▶ **WORK TO DO**:
Repeat the listing in full. Nothing may be added or left out.

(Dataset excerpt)
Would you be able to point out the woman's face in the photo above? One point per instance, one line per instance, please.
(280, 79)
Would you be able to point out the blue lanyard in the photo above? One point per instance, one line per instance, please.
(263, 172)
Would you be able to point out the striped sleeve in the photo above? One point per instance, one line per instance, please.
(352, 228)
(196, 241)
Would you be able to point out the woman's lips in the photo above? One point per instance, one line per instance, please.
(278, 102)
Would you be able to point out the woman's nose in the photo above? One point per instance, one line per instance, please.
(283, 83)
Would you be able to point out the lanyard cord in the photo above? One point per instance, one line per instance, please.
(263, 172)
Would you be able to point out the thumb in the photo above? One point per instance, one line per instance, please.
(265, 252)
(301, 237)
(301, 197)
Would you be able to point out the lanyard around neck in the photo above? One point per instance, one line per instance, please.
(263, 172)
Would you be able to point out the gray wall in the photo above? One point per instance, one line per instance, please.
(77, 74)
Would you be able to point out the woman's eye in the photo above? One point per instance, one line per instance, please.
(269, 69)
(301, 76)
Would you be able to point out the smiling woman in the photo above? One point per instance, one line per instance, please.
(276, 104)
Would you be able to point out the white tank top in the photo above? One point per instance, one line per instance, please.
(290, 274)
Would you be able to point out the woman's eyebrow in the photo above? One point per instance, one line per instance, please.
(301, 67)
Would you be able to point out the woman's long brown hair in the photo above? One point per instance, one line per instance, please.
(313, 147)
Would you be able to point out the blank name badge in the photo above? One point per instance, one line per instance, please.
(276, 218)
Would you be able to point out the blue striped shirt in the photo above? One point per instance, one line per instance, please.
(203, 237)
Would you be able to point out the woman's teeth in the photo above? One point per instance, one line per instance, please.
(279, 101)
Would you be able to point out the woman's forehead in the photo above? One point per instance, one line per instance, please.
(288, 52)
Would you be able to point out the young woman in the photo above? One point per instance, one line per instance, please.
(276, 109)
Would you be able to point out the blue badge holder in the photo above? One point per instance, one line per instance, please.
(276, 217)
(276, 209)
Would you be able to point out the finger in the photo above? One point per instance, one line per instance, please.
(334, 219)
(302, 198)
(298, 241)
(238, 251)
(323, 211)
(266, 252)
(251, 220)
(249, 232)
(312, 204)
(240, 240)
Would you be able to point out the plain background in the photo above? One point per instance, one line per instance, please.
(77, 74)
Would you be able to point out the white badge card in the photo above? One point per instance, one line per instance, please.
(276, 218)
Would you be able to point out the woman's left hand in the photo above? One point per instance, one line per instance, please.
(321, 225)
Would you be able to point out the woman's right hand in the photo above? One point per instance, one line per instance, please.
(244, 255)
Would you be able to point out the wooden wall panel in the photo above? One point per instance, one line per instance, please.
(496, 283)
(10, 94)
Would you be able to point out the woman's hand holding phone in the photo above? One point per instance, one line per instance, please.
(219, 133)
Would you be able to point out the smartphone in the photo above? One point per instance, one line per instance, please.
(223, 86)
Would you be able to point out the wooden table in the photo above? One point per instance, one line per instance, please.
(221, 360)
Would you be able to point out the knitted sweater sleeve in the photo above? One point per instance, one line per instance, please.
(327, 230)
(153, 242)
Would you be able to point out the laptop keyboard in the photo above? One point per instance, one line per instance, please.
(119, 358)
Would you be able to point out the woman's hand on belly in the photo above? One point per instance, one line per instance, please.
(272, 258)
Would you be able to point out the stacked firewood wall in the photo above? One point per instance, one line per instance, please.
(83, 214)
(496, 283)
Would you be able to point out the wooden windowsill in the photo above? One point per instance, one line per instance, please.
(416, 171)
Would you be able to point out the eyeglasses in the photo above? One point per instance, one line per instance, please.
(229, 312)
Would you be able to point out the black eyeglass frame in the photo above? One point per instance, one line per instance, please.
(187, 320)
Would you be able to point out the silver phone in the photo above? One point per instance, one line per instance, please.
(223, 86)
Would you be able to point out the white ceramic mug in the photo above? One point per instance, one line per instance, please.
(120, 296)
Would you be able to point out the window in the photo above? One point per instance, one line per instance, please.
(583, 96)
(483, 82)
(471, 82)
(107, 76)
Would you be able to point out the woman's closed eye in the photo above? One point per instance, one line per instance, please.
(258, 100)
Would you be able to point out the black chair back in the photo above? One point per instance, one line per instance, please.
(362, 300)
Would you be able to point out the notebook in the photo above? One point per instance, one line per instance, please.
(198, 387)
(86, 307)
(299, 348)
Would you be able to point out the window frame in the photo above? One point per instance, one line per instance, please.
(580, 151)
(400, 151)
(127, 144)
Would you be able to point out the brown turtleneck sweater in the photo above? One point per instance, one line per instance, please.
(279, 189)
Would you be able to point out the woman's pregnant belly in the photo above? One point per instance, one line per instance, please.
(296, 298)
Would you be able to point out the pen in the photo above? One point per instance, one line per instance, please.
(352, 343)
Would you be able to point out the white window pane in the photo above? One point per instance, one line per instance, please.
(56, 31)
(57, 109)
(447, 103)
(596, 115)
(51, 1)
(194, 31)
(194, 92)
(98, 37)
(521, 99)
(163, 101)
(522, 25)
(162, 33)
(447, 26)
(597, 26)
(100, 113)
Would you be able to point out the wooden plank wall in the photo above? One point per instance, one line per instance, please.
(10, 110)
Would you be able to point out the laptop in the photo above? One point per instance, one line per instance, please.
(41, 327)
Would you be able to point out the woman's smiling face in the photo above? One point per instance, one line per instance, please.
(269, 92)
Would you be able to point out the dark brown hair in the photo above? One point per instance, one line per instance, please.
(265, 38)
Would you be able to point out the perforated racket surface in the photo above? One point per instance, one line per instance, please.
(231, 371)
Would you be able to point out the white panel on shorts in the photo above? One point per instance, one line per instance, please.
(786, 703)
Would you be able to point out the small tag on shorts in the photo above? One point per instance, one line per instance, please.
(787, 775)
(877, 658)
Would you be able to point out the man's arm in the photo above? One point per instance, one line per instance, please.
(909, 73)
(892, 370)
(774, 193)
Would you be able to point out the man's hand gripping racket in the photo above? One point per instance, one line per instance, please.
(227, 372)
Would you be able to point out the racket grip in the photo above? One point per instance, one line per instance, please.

▶ **SOLVED PROBLEM**:
Would you be able to point out the woman's face in the photo above? One point per instance, one line per instance, please.
(280, 79)
Would you be able to point out the blue lanyard in the photo above? One point per instance, one line per instance, please.
(263, 172)
Would you be able to point out the striped sleeve in the photo above? One point per instance, one line per instance, please.
(352, 228)
(196, 241)
Would you be able to point out the woman's lips in the photo above? One point per instance, one line per instance, please.
(278, 102)
Would you be able to point out the woman's nose in the photo above? One point per instance, one line per instance, please.
(283, 83)
Would you be able to point out the lanyard cord in the photo above? One point per instance, one line per instance, please.
(263, 172)
Would you be able to point out the thumb in the photo above? One point per instance, one line per instance, please.
(265, 252)
(301, 237)
(301, 197)
Would you be able to point out the lanyard around neck in the photo above? One point per instance, one line per instance, please.
(263, 172)
Would you be able to point out the gray wall in the photo above? One point per instance, one line per instance, please.
(77, 74)
Would you be able to point out the woman's eye in the photo above? One point per instance, one line per instance, please.
(269, 69)
(301, 76)
Would you be able to point out the smiling woman in the photo above? One point per instance, one line per instance, please.
(276, 104)
Would you be able to point out the white tank top in the photo above? One point per instance, one line per instance, please.
(290, 274)
Would you be able to point out the woman's eyebrow in the photo above? One point per instance, one line per instance, please.
(301, 67)
Would you be able to point out the woman's long brown hair in the photo above? One point per instance, one line per instance, please.
(313, 147)
Would you be able to point out the blank name badge in the photo above? One point per instance, one line per instance, please.
(276, 218)
Would you be able to point out the blue striped shirt in the photo above? One point per instance, one line per instance, please.
(203, 237)
Would you be able to point out the woman's teeth in the photo above? One point per instance, one line per instance, please.
(279, 101)
Would you be able to point out the woman's forehead in the photo above? One point per instance, one line per instance, please.
(288, 52)
Would you be able to point out the young woman in the photo above? One point per instance, one line per instance, please.
(276, 109)
Would you be able to point out the blue badge holder in the photo above? One point per instance, one line per instance, please.
(276, 217)
(276, 209)
Would you be able to point out the finger in the photo above? One point per instance, one line per instance, please.
(334, 219)
(302, 198)
(298, 241)
(238, 251)
(323, 211)
(266, 252)
(251, 220)
(249, 232)
(312, 204)
(240, 240)
Would you be able to point out the plain background in the photo above? One point per instance, one line per instance, please.
(77, 74)
Would you be able to point out the white badge card in the photo above? One point per instance, one line per instance, please.
(276, 218)
Would you be able to point out the woman's left hand in the photo above? One point per instance, one line per instance, please.
(321, 225)
Would you be able to point out the woman's right hand in the photo above? One point per instance, one line per instance, please.
(244, 255)
Would you be able to point out the wooden wall panel in the photo above? One point per instance, one line per instance, please.
(496, 283)
(10, 94)
Would you be able to point out the woman's hand holding phone in the photo above? One point per instance, one line per instance, please.
(219, 133)
Would you be able to point out the smartphone in the photo above? One point per instance, one line per instance, please.
(223, 86)
Would you be able to point out the wooden table in the photo above? One point per instance, one line per instance, please.
(221, 360)
Would you be able to point out the knitted sweater sleeve in the photo above? One point per instance, one line per instance, please.
(327, 230)
(153, 242)
Would you be able to point out the laptop keyboard in the photo above? One point per instance, one line per instance, please.
(119, 358)
Would you be able to point out the woman's hand on belly in the photo above? One point per instance, one line per instance, please.
(272, 258)
Would you be able to point out the stacked firewood wall in the photo above? One point per instance, one line per instance, please.
(83, 214)
(496, 283)
Would you be able to point out the wooden windowsill in the photo above? One point per instance, one line per instance, please.
(416, 171)
Would you be able to point out the eyeglasses in the photo above? One point per instance, one line per instance, please.
(229, 312)
Would you be able to point out the black eyeglass frame in the photo above? One point per instance, one line per instance, please.
(187, 320)
Would you be able to point out the silver phone in the photo above? One point per instance, one line per instance, please.
(223, 86)
Would you be able to point out the white ceramic mug in the photo above? One point per instance, one line per instance, please.
(120, 296)
Would you be able to point out the window in the photo above? One point per instance, one line per instance, please.
(583, 96)
(483, 82)
(471, 82)
(107, 76)
Would you be able to point out the woman's closed eye in the photo above? One point per instance, one line per instance, please.
(258, 100)
Would you be able to point out the black chair back in the photo above? One point per instance, one line per instance, please.
(362, 300)
Would you be able to point out the notebook in the photo above? One point per instance, one line per instance, please.
(198, 387)
(86, 307)
(299, 348)
Would you be able to point out the window frame in the photo above? One point per instance, one line per instance, please.
(580, 151)
(400, 151)
(127, 144)
Would you be able to point out the brown turtleneck sweater in the photo above? One point per instance, one line per instance, please.
(279, 189)
Would you be able to point out the woman's pregnant belly in the photo above? One point per instance, one line per instance, please.
(296, 298)
Would you be able to point out the pen in the photo above? One point per instance, one line per instance, please.
(352, 343)
Would you be able to point out the white window pane in the photo above? One point per instance, one line per instance, please.
(56, 31)
(57, 109)
(447, 103)
(596, 115)
(51, 1)
(194, 31)
(194, 92)
(98, 37)
(521, 99)
(163, 101)
(522, 25)
(162, 33)
(447, 26)
(597, 26)
(100, 113)
Would you be able to point out the wooden plank wall in the photo above? One point per instance, one line per instance, please.
(10, 110)
Would you be able to point out the laptop in the photo above? One point per instance, one line per instance, please.
(41, 327)
Would you be able to point out the woman's smiling face in the photo above? One point per instance, one line per instance, please.
(269, 92)
Would you be able to point out the dark brown hair in the photo above? One point per instance, one line per instance, please.
(265, 38)
Would you be able to point out the perforated racket surface in the photo above? One point per instance, one line per instance, please.
(231, 371)
Would you be able to point out the white panel on shorts in the photo above? One point per instance, one line per instance, please.
(786, 703)
Would you be able to point out the small tag on shorts in the photo above? One point per instance, one line per instance, please.
(787, 775)
(877, 658)
Would you be able to point out the man's arm in the photo above? One point per instance, one line per instance, please.
(909, 73)
(892, 370)
(774, 193)
Would you be able to point out the man's hand gripping racket in the photo above? One point per instance, one line per instance, please.
(227, 372)
Would you be able to point out the racket grip in the photo above? One point per instance, one line per instance, please.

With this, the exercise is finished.